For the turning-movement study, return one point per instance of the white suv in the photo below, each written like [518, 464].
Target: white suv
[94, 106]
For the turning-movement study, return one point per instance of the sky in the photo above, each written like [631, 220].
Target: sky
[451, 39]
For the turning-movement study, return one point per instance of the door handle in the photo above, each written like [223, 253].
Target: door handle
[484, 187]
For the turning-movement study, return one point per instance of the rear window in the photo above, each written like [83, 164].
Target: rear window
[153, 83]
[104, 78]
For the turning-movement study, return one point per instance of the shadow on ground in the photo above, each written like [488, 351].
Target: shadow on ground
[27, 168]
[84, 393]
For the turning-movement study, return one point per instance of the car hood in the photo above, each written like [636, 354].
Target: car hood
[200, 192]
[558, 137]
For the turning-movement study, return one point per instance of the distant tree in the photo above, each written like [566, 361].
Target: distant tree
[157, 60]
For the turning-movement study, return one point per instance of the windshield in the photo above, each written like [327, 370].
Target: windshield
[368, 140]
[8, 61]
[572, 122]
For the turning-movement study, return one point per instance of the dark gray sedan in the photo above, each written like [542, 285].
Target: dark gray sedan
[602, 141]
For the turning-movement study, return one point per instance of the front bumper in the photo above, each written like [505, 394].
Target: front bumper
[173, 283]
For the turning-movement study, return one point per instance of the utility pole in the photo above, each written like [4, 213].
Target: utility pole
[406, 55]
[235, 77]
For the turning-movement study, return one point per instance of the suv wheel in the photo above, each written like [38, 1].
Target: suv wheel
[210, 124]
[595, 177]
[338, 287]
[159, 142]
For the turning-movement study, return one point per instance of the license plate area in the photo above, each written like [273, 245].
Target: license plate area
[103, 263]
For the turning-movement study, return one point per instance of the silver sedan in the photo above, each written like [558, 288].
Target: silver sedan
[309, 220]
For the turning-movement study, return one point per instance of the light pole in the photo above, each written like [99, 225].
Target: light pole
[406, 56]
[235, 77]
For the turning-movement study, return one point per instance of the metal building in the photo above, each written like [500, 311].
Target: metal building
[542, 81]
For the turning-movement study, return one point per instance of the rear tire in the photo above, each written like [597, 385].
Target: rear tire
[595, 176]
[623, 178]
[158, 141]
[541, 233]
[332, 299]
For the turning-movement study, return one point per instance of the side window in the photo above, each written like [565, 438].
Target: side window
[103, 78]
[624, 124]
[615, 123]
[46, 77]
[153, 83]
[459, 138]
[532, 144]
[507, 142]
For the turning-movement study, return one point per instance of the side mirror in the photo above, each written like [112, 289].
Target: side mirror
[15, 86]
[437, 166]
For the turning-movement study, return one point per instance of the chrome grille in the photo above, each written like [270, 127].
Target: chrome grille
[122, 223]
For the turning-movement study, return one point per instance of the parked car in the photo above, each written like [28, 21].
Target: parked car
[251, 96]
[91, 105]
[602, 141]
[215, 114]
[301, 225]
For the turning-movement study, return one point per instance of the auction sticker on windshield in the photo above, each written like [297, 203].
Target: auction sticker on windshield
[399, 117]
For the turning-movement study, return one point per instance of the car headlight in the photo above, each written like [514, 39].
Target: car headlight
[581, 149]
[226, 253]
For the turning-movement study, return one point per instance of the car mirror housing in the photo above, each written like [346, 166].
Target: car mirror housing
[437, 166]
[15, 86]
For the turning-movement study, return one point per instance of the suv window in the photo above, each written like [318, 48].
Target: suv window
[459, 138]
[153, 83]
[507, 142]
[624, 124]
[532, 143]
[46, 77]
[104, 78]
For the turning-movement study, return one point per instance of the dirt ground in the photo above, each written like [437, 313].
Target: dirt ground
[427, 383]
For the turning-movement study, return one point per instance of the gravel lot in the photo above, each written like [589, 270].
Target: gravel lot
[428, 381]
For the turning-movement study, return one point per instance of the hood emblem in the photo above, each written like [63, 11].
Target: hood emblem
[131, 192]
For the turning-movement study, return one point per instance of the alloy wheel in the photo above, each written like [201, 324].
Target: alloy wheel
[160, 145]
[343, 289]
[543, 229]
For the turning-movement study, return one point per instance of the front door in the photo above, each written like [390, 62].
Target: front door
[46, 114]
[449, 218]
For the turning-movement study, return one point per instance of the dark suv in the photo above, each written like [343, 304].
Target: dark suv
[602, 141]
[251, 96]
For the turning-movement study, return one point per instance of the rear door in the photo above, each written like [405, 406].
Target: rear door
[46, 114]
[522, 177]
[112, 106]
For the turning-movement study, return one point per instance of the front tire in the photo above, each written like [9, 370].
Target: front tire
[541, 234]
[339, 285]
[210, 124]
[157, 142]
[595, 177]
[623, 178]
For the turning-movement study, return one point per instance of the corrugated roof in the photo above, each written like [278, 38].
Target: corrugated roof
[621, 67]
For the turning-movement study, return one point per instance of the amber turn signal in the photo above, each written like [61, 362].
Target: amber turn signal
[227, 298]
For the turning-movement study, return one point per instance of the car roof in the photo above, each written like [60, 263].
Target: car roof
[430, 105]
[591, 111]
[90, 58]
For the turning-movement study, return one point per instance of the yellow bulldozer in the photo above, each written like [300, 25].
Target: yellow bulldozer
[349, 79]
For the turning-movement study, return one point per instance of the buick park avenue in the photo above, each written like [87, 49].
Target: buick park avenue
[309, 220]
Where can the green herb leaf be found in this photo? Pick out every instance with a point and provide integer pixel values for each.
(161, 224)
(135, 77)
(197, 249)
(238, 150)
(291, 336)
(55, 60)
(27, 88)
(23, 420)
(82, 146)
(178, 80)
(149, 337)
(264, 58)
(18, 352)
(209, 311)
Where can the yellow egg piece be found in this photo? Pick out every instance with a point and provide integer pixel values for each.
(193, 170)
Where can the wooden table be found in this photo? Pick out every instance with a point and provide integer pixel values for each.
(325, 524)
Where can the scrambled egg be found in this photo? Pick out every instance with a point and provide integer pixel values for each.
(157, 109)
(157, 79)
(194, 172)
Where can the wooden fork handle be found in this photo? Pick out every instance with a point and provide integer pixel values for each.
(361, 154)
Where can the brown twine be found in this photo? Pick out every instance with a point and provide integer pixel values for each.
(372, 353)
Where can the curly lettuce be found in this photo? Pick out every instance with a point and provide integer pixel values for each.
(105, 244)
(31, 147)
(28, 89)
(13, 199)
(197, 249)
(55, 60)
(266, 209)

# # # #

__STATED PROBLEM__: Working from the material above, retype it in its entirety without change.

__EXPECTED ANSWER__:
For the turning-movement study, return one point per instance of the white suv in the photo below, each written like [518, 464].
Target: white suv
[94, 106]
For the turning-movement study, return one point per instance of the sky in the photo above, each written like [631, 220].
Target: sky
[451, 39]
For the turning-movement study, return one point per instance of the door handle in the photo above, each written like [223, 253].
Target: door handle
[484, 187]
For the turning-movement study, return one point per instance of the rear window in the photo above, each written like [83, 164].
Target: rear window
[153, 83]
[104, 78]
For the turning-movement study, return one point per instance of the shadow on ground in the photo above, each written like [488, 351].
Target: shadow on ground
[27, 168]
[84, 393]
For the turning-movement study, return one point per instance of the car hood in the photo above, each written like [636, 354].
Target: car hood
[200, 192]
[558, 137]
For the turning-movement study, return one point per instance of the distant tree in the photo above, each written like [566, 361].
Target: distant tree
[157, 60]
For the turning-movement study, return one point per instance of the windshield in the photo above, each written like [327, 370].
Target: windshield
[368, 140]
[8, 61]
[572, 122]
For the turning-movement study, return one point per instance of the dark gray sedan in the photo above, each written like [542, 285].
Target: dark gray sedan
[602, 141]
For the turning-movement study, return one point per instance of the front bumper in the photo above, each written like [505, 394].
Target: front bumper
[173, 283]
For the turning-movement study, return one point per instance of the utility pole in the photo above, each written like [4, 213].
Target: utility pole
[406, 55]
[235, 77]
For the turning-movement study, return one point per instance of the suv wheel in the photo above, each written like [38, 1].
Target: suv wheel
[210, 124]
[595, 177]
[338, 287]
[159, 142]
For the turning-movement study, return one point per instance of the license plate area in the photo above, each written like [273, 245].
Target: license plate area
[103, 263]
For the turning-movement study, return one point per instance of the silver sedan in the photo above, each written like [558, 288].
Target: silver sedan
[309, 220]
For the turning-movement study, return one point per instance of the light pole in the photo above, each written like [99, 225].
Target: light pole
[406, 56]
[235, 77]
For the turning-movement study, return one point per instance of the metal building in the photo above, each written like [500, 311].
Target: metal building
[542, 81]
For the turning-movement study, return one point per instance of the rear tire in the photo above, each written like [597, 385].
Target: rear tire
[595, 176]
[623, 178]
[158, 141]
[541, 233]
[332, 299]
For the turning-movement study, return one point per instance of the side window in the photo above, each written like [565, 438].
Target: side window
[103, 78]
[624, 124]
[615, 123]
[46, 77]
[153, 83]
[459, 138]
[532, 144]
[507, 142]
For the turning-movement study, return one point per instance of the side mirror in the photo above, each written like [112, 289].
Target: side mirror
[15, 86]
[437, 166]
For the turning-movement study, return one point per instance of the chrome grille in the photo above, each written like [270, 127].
Target: chrome grille
[122, 223]
For the turning-movement study, return one point per instance of the parked car in the photo above, each written like [28, 21].
Target: parked car
[251, 96]
[91, 105]
[602, 141]
[215, 114]
[301, 225]
For the turning-movement study, return one point per instance of the auction sticker on windshield in the photo above, each written like [297, 203].
Target: auction sticker on windshield
[399, 117]
For the turning-movement study, return one point per instance of the car headlight in the photo above, each written like [514, 39].
Target: car headlight
[581, 149]
[226, 253]
For the turning-movement study, return one point per instance of the car mirror housing in the photo above, each written like [346, 166].
Target: car mirror housing
[437, 166]
[15, 86]
For the turning-movement study, return one point per instance of the suv window in the photo above, each written like [318, 48].
Target: suv window
[459, 138]
[153, 83]
[507, 142]
[624, 124]
[532, 143]
[46, 77]
[104, 78]
For the turning-movement study, return one point per instance of the dirt ground in the photo above, each written like [437, 313].
Target: dirt ground
[427, 383]
For the turning-movement study, return one point per instance of the gravel lot in the photo above, each written like [589, 270].
Target: gravel lot
[428, 381]
For the turning-movement study, return one point per instance of the hood emblem in the photo above, each written like [63, 11].
Target: hood emblem
[131, 192]
For the turning-movement study, return one point per instance of the alloy wheel in the photo above, each written like [201, 324].
Target: alloy wheel
[160, 145]
[343, 289]
[543, 229]
For the turning-movement study, return one point per instance of the front door in the photo above, each written like [390, 62].
Target: front door
[46, 114]
[449, 218]
For the turning-movement study, return one point per instance of the dark suv in the photo above, each written like [343, 304].
Target: dark suv
[602, 141]
[251, 96]
For the turning-movement study, return one point per instance of the rear door in the photo above, each written like [405, 406].
Target: rear door
[46, 114]
[522, 177]
[112, 106]
For the turning-movement study, return one point per instance of the front tire in the photo above, each written like [9, 370].
Target: front tire
[541, 234]
[339, 285]
[210, 124]
[157, 142]
[595, 177]
[623, 178]
For the turning-movement study, return one point per instance of the corrugated roof in the photo above, each written like [278, 38].
Target: corrugated roof
[621, 67]
For the turning-movement study, return one point per instance of the amber turn signal in the photo above, each written like [61, 362].
Target: amber turn signal
[227, 298]
For the turning-movement study, return one point per instance of the car roof in the photo above, each written like [60, 263].
Target: car roof
[430, 105]
[591, 111]
[90, 58]
For the turning-movement study, return one point per instance of the yellow bulldozer in the photo above, each written like [300, 25].
Target: yellow bulldozer
[349, 79]
For the turning-movement study, return one point per instance of the buick park avenue in the photo above, each written like [87, 49].
Target: buick park avenue
[309, 220]
Where can the green herb leaf be found in this photo? Pick out every instance with a point and provide integer pixel values for each.
(161, 224)
(135, 77)
(197, 249)
(238, 150)
(291, 336)
(55, 60)
(27, 88)
(23, 420)
(82, 146)
(178, 80)
(149, 337)
(264, 58)
(18, 352)
(209, 311)
Where can the yellow egg piece be found in this photo? Pick out every instance with a point and provide integer pixel values for each.
(193, 170)
Where can the wooden table be found in this photo? Pick out every instance with a point and provide integer pixel values for each.
(325, 524)
Where can the scrambled egg be found in this photo? Pick out every instance with a point and provide integer pixel values for each.
(157, 109)
(157, 79)
(194, 172)
Where can the wooden fork handle be found in this photo? Pick out every instance with a point and provide integer pixel values for each.
(361, 154)
Where can the brown twine be found in this photo? Pick out every instance with a point and provide integer pixel values for each.
(372, 353)
Where can the curly lettuce be found in this photo? Pick out every instance with a point and provide integer pixel values for each.
(105, 244)
(31, 147)
(28, 89)
(13, 199)
(197, 249)
(55, 60)
(266, 209)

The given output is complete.